* _Given exercise_: Write out every line of the material below word for word, omitting the pictures.

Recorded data
------------------------------------------------
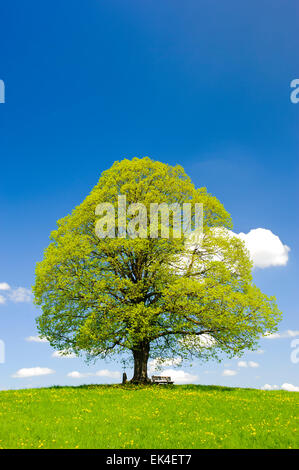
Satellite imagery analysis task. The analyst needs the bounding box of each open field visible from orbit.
[0,385,299,449]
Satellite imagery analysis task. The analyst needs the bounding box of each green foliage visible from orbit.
[0,385,299,449]
[33,158,280,359]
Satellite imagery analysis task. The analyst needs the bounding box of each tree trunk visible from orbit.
[131,342,150,384]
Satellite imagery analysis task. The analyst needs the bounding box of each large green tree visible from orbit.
[33,158,280,383]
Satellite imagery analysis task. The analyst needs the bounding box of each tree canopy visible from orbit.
[33,157,280,382]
------------------------------------------------
* _Written answer_:
Satellite imagery analysis task. The analyst needs the bounding box of each open field visible from orbit.
[0,385,299,449]
Satellite imagery analysis task. The analyst needs the bounding box of each green foliage visible from orbit.
[0,385,299,449]
[33,158,280,359]
Satellite imagery analysis task. The analyst needs the bounding box of each tree trunk visible from orbit.
[131,342,150,384]
Satellite imagery analysis task. The analyst needs the bounding box of each large green tree visible from orbit.
[33,158,280,383]
Satellite imagery analysis task. The analyst needs the bounding box of each tree canopy visible from orbit.
[33,157,280,382]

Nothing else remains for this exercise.